Stored data entries
[Start of Attachment]

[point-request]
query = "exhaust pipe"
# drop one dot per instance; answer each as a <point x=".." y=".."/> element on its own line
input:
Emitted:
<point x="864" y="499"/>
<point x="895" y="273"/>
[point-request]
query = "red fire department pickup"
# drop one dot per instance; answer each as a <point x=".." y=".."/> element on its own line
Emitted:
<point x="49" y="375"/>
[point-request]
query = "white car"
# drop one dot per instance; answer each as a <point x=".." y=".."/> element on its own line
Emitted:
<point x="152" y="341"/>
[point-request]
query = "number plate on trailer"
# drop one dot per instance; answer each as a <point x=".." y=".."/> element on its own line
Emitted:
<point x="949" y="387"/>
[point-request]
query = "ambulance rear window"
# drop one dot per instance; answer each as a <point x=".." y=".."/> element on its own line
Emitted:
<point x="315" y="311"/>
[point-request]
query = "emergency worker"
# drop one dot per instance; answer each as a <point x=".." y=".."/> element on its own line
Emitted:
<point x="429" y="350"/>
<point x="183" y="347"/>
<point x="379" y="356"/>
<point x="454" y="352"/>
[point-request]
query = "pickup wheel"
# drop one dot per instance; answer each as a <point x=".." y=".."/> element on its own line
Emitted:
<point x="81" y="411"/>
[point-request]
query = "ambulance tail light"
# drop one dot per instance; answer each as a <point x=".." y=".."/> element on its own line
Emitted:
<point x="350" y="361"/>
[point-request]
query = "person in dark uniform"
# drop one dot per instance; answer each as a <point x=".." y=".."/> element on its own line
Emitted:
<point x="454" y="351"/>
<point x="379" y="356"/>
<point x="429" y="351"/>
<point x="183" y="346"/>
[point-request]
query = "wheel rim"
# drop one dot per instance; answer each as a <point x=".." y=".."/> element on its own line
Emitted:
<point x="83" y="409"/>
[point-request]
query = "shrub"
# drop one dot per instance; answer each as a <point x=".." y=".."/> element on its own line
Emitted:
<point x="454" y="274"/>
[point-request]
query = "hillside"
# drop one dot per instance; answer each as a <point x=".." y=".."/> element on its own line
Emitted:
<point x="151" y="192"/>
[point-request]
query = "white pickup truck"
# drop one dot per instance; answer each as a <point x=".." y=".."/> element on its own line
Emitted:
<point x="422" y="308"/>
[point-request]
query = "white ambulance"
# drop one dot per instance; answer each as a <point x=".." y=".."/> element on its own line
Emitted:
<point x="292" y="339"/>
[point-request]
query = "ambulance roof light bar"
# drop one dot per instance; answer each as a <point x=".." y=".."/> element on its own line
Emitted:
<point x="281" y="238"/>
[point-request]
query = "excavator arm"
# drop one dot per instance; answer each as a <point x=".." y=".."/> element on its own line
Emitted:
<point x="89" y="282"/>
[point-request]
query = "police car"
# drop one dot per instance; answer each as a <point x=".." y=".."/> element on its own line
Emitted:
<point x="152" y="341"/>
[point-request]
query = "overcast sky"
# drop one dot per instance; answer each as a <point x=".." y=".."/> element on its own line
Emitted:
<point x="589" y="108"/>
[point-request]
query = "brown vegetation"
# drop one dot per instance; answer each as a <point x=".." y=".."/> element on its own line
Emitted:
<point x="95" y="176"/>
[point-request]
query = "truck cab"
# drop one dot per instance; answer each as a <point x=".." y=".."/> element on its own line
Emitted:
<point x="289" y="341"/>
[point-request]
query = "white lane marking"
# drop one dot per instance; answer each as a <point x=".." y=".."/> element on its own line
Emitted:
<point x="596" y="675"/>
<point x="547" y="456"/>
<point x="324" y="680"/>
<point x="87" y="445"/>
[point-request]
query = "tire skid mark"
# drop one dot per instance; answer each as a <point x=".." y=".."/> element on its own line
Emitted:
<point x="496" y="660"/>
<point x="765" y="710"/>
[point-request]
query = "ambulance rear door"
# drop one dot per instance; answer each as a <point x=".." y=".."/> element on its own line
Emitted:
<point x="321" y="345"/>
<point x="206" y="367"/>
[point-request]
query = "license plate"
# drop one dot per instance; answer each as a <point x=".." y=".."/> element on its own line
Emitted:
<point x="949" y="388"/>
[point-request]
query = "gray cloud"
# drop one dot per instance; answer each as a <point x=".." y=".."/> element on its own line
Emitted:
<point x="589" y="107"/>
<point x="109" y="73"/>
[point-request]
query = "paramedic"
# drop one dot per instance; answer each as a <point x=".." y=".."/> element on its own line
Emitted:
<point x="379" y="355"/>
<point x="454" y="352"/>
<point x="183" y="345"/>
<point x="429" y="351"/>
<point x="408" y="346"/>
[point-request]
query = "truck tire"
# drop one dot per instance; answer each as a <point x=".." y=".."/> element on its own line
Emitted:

[End of Attachment]

TASK DESCRIPTION: Output the entries exactly. Leave nothing out.

SOLVED EXERCISE:
[point-request]
query = "exhaust pipe"
# drop one dot per instance; answer each as a <point x=".." y=".."/> element on its own line
input:
Emitted:
<point x="864" y="499"/>
<point x="895" y="273"/>
[point-request]
query = "red fire department pickup"
# drop one dot per instance; answer each as a <point x=".." y=".."/> element on its own line
Emitted:
<point x="49" y="375"/>
[point-request]
query = "white car"
# drop one dot per instance; answer each as a <point x=".." y=".."/> element on its own line
Emitted:
<point x="152" y="341"/>
[point-request]
query = "number plate on trailer"
# drop one dot per instance; answer each as a <point x=".." y=".."/> element on its own line
Emitted:
<point x="949" y="387"/>
[point-request]
query = "ambulance rear window"
# drop one dot per instance; answer each as a <point x=".." y=".."/> element on its own line
Emitted:
<point x="315" y="311"/>
[point-request]
query = "emergency worker"
# drop one dot per instance; answer each as a <point x=".." y=".."/> element on its own line
Emitted:
<point x="429" y="350"/>
<point x="183" y="347"/>
<point x="379" y="356"/>
<point x="454" y="352"/>
[point-request]
query = "pickup wheel"
# drop one dot per instance; answer each as a <point x=".." y=".."/> element on its own line
Emitted:
<point x="81" y="411"/>
[point-request]
query = "ambulance tail light"
# drop one dot per instance; answer each as a <point x=".." y=".."/> element on its own line
Emitted:
<point x="350" y="361"/>
[point-request]
query = "person in dark uniform"
# drop one dot per instance; answer each as a <point x=".." y=".."/> element on its own line
Emitted:
<point x="454" y="351"/>
<point x="379" y="356"/>
<point x="429" y="351"/>
<point x="183" y="346"/>
[point-request]
query = "wheel rim"
# drop one dot per instance; answer each as a <point x=".." y=".."/> element on its own line
Emitted:
<point x="83" y="409"/>
[point-request]
query = "shrub"
# drop one dot per instance; answer each as a <point x=".." y=".."/> element on its own line
Emitted:
<point x="454" y="274"/>
[point-request]
query = "hillside"
# drop one dot per instance; answer each as a <point x=".." y=".."/> element on its own line
Emitted:
<point x="151" y="192"/>
[point-request]
query = "white pickup truck"
# drop one dot per instance; answer each as a <point x=".." y=".."/> element on its own line
Emitted:
<point x="422" y="308"/>
[point-request]
query = "white ambulance"
# drop one dot per instance; answer each as a <point x=".." y=".."/> element on its own line
Emitted:
<point x="292" y="339"/>
[point-request]
query = "ambulance roof light bar"
# drop one dot per instance; answer each as a <point x=".." y=".."/> element on its own line
Emitted:
<point x="281" y="238"/>
[point-request]
query = "excavator arm"
# drop one dot per instance; answer each as a <point x=".." y=".."/> element on its own line
Emitted:
<point x="89" y="282"/>
[point-request]
query = "police car"
# drop one dot per instance; answer each as a <point x=".." y=".."/> element on its own line
Emitted:
<point x="152" y="341"/>
[point-request]
query = "overcast sky"
# drop one dot per instance; answer each as a <point x=".." y=".."/> element on its own line
Emitted:
<point x="589" y="108"/>
[point-request]
query = "brown vegetation"
# drop one dot per instance; answer each as a <point x=".." y=".."/> element on its own line
Emitted:
<point x="95" y="176"/>
[point-request]
query = "truck cab"
# drop one dot per instance; answer each as a <point x=".." y=".."/> element on its own line
Emitted:
<point x="289" y="341"/>
[point-request]
query = "white lane marking"
# drop one dot per instance; answer each as a <point x=".." y=".."/> element on its own line
Emitted:
<point x="596" y="675"/>
<point x="547" y="456"/>
<point x="324" y="680"/>
<point x="87" y="445"/>
[point-request]
query = "tire skid mark"
# drop one dot per instance; answer each as a <point x=".." y=".."/> element on its own line
Emitted:
<point x="496" y="660"/>
<point x="765" y="710"/>
[point-request]
query = "ambulance rear door"
# drop one dot per instance; answer each as a <point x=".." y=".."/> element on its own line
Emitted:
<point x="321" y="345"/>
<point x="206" y="367"/>
[point-request]
query = "license plate"
# drop one dot per instance; answer each as a <point x=".." y=".."/> element on its own line
Emitted:
<point x="949" y="388"/>
[point-request]
query = "gray cloud"
# drop one dot per instance; answer each as a <point x=".." y=".."/> element on its own line
Emitted:
<point x="589" y="107"/>
<point x="109" y="73"/>
[point-request]
query = "paramedic"
# drop one dot per instance; answer each as a <point x=".." y=".."/> element on its own line
Emitted:
<point x="379" y="355"/>
<point x="454" y="352"/>
<point x="183" y="345"/>
<point x="429" y="351"/>
<point x="408" y="346"/>
[point-request]
query = "truck tire"
# drop one dot per instance; answer each as a <point x=".." y=".."/> element on its own line
Emitted:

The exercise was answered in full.